* **WORK TO BE COMPLETED**:
Copy out only the span from the line with "Would you mind annotating the black wing" to the end of the data, both ends kept, word for word.
──────── TASK INPUT ────────
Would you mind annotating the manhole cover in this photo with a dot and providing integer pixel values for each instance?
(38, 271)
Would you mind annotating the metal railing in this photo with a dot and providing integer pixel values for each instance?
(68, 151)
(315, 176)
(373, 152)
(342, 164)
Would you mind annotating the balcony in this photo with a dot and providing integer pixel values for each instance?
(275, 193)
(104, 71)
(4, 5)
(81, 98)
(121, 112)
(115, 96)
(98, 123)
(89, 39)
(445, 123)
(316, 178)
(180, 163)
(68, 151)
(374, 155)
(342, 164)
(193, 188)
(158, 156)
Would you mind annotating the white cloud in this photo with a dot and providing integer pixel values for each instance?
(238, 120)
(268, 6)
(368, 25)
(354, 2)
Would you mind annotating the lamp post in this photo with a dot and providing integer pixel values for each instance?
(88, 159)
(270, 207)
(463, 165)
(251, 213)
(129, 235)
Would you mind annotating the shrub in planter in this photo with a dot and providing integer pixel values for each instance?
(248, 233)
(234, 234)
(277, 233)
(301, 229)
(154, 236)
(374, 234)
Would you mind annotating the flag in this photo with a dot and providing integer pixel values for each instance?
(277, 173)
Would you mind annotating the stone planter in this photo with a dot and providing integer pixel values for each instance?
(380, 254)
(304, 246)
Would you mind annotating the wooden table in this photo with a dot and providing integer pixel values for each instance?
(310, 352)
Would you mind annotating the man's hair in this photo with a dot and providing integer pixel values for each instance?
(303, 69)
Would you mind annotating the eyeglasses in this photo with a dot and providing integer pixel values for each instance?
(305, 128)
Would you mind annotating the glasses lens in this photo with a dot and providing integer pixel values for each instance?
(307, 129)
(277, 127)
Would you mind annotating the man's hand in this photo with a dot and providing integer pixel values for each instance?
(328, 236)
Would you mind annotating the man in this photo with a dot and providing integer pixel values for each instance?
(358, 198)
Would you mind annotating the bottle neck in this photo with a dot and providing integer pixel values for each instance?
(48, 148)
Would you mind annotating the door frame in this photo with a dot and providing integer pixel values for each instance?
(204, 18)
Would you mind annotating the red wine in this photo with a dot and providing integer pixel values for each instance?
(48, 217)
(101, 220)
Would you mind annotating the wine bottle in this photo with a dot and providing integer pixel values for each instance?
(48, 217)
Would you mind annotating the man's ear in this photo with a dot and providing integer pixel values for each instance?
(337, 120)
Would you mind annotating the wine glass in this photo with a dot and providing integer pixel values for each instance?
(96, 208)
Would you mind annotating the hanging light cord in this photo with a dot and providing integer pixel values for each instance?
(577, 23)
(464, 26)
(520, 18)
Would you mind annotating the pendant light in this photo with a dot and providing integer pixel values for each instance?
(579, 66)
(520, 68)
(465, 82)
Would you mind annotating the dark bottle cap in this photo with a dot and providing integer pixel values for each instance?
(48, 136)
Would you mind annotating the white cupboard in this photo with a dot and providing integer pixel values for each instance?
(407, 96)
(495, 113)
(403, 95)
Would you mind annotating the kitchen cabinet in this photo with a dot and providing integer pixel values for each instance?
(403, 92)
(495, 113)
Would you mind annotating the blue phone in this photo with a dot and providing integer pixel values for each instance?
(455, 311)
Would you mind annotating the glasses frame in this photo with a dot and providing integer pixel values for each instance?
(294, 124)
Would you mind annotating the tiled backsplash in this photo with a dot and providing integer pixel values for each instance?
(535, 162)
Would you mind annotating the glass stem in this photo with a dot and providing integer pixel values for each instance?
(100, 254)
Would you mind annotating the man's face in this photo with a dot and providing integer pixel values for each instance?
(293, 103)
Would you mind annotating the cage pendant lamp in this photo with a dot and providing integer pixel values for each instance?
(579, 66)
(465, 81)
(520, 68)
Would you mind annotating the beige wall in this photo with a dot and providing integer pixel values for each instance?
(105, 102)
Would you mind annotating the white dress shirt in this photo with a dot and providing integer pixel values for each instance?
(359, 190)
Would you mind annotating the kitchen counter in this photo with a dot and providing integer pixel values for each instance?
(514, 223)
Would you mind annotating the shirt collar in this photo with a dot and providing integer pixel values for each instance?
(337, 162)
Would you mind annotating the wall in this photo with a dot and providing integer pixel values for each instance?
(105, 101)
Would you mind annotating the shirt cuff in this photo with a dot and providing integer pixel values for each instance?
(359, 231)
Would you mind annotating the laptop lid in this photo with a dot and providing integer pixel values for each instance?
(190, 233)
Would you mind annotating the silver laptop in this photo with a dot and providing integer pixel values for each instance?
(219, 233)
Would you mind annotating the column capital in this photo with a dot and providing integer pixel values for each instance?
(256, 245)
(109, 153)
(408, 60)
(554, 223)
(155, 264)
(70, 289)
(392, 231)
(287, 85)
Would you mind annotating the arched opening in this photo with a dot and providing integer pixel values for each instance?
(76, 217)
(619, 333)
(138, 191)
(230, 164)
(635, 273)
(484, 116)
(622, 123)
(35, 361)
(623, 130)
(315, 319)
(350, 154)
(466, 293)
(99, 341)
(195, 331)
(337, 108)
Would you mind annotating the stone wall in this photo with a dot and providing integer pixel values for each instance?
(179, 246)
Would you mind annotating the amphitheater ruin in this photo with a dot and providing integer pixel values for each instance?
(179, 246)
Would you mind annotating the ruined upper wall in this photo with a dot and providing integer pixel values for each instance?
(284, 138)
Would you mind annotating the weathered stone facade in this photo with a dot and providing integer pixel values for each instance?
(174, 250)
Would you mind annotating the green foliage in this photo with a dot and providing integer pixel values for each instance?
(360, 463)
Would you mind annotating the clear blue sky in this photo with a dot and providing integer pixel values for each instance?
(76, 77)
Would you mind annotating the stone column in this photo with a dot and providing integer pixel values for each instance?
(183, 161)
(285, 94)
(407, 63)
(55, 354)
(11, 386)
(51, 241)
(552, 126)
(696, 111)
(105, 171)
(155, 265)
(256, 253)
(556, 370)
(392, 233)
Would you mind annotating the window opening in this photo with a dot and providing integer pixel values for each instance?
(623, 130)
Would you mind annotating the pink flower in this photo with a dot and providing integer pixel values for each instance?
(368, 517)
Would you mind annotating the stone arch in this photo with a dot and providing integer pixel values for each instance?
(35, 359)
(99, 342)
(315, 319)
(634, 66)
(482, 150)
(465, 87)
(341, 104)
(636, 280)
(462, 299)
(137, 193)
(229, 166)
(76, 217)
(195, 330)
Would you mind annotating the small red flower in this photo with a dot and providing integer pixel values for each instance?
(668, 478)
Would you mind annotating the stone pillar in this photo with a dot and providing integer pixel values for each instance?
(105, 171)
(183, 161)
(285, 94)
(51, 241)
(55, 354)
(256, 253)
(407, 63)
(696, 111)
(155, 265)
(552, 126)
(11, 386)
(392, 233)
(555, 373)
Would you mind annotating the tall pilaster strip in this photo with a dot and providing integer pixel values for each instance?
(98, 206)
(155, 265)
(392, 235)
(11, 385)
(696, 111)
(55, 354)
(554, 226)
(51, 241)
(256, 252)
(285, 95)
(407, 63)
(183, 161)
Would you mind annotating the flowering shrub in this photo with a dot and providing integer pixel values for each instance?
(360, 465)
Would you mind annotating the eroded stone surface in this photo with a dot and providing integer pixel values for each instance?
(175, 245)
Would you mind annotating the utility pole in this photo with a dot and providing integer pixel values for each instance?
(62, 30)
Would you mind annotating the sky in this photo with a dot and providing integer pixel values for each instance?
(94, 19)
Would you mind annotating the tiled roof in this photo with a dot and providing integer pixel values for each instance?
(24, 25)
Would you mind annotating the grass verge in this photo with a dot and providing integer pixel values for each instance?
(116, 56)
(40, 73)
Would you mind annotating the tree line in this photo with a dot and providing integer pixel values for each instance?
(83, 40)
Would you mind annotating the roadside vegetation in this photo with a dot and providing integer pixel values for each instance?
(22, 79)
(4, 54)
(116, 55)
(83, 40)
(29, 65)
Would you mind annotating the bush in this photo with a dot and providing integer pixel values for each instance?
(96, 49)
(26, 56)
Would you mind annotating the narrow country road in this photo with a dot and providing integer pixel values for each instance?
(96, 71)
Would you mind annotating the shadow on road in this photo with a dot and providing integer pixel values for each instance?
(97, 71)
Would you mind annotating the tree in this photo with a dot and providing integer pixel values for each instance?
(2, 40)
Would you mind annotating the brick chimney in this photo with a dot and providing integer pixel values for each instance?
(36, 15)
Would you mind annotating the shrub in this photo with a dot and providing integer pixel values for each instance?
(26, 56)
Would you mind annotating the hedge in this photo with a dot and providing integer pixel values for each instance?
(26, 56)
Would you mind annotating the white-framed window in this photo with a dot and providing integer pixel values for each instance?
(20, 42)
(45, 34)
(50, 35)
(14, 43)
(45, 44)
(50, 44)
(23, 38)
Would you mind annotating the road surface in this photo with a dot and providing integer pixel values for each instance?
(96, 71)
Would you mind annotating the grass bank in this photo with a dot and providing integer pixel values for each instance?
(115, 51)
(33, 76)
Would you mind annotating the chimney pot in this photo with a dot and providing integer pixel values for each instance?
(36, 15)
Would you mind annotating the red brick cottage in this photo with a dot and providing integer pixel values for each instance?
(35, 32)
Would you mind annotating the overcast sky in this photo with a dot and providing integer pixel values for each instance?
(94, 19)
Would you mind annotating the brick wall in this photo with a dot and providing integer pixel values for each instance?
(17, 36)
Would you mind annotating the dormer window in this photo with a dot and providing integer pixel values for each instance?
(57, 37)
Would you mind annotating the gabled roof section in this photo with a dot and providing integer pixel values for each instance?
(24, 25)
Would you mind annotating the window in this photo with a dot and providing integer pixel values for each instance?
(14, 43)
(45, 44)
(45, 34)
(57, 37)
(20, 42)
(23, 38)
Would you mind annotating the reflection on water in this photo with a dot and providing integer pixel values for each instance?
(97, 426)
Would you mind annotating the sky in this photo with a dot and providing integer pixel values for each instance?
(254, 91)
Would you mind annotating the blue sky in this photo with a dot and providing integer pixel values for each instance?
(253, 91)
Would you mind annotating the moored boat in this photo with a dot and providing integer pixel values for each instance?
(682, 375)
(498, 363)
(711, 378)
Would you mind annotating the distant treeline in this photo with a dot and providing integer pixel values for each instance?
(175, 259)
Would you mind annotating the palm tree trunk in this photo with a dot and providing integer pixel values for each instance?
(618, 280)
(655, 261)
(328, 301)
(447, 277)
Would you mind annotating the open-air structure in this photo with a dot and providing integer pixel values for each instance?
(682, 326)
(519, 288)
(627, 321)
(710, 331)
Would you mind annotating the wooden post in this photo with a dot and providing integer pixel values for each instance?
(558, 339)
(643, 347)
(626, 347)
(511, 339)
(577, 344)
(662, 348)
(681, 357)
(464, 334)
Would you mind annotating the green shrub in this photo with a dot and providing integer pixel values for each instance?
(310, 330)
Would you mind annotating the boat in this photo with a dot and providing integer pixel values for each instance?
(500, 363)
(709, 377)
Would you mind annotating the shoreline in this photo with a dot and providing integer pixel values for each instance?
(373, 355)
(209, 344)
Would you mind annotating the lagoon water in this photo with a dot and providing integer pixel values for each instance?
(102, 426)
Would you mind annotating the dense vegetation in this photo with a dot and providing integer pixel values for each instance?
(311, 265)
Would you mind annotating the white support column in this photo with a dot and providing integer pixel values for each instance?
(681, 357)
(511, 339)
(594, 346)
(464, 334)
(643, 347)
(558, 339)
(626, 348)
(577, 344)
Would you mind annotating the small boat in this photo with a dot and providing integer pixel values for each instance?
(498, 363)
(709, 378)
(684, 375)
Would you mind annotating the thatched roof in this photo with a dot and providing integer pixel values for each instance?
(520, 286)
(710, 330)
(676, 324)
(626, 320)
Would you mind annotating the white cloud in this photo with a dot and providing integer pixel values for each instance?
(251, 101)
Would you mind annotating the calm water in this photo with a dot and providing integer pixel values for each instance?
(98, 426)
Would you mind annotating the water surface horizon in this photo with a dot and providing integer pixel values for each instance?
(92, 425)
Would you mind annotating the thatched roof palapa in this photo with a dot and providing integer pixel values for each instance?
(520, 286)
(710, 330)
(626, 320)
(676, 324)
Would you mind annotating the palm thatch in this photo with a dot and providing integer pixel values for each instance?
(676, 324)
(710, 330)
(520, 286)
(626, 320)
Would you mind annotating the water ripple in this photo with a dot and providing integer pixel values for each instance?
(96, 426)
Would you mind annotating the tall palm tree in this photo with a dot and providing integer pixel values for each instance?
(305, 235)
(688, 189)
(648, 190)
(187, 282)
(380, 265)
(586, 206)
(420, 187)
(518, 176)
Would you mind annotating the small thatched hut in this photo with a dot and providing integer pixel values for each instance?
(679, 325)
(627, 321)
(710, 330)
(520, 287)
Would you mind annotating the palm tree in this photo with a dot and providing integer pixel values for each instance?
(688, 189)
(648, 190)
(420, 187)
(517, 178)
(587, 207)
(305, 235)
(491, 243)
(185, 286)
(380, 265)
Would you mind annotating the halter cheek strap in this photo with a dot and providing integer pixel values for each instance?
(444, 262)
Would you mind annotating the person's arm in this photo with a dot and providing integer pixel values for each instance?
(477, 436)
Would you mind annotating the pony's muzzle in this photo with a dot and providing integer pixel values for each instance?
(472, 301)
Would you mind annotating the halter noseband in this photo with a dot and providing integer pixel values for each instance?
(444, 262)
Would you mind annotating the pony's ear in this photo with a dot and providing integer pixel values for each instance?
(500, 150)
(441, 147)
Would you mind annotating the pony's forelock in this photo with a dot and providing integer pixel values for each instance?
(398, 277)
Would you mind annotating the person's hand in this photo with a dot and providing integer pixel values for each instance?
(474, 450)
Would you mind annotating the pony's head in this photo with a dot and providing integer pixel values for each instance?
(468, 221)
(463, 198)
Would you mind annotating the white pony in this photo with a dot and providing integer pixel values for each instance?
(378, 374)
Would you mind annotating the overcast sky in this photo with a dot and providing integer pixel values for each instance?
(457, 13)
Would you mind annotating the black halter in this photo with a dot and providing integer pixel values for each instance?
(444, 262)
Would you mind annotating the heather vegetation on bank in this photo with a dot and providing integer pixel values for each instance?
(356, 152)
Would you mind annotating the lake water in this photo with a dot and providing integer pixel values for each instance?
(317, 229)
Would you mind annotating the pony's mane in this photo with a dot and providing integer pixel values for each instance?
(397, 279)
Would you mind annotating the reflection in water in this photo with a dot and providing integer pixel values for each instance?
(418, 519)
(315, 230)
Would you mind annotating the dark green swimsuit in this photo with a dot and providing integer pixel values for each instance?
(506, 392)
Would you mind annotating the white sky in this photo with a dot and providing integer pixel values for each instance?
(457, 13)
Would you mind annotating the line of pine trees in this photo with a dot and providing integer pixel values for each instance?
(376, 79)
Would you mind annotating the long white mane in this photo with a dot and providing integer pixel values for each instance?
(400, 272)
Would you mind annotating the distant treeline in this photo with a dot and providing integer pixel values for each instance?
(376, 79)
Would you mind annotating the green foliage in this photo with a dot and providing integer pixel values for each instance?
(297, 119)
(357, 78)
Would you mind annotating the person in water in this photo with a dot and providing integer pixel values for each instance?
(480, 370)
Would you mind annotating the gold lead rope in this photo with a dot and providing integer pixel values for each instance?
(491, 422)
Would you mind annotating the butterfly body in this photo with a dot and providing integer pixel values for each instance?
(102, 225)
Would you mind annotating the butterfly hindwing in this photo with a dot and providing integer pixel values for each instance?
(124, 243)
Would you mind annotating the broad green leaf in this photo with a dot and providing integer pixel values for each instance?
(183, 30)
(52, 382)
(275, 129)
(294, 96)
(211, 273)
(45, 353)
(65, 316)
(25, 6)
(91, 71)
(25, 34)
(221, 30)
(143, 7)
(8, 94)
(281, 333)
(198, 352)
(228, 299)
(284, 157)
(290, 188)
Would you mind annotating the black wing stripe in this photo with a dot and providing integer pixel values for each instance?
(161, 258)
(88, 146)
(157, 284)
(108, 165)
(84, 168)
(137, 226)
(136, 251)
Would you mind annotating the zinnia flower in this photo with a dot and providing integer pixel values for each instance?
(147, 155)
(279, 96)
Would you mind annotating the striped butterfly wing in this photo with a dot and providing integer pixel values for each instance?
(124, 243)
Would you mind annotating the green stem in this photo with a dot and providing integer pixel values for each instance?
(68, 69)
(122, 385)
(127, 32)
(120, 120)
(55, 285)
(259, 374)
────────
* **ANSWER TO THE EXERCISE**:
Would you mind annotating the black wing stripe in this photo with a dot and providing integer pixel values for each instance?
(161, 258)
(88, 146)
(157, 284)
(108, 165)
(84, 168)
(137, 226)
(136, 251)
Would you mind annotating the zinnia flower in this photo with a dot and providing integer pixel values for each instance?
(147, 155)
(279, 96)
Would you mind annotating the striped butterfly wing in this photo with a dot and providing integer pixel values for each instance?
(124, 243)
Would you mind annotating the green stem in this photo with a dot and providing integer pixel values for each instance?
(68, 69)
(122, 385)
(127, 32)
(120, 120)
(55, 285)
(259, 374)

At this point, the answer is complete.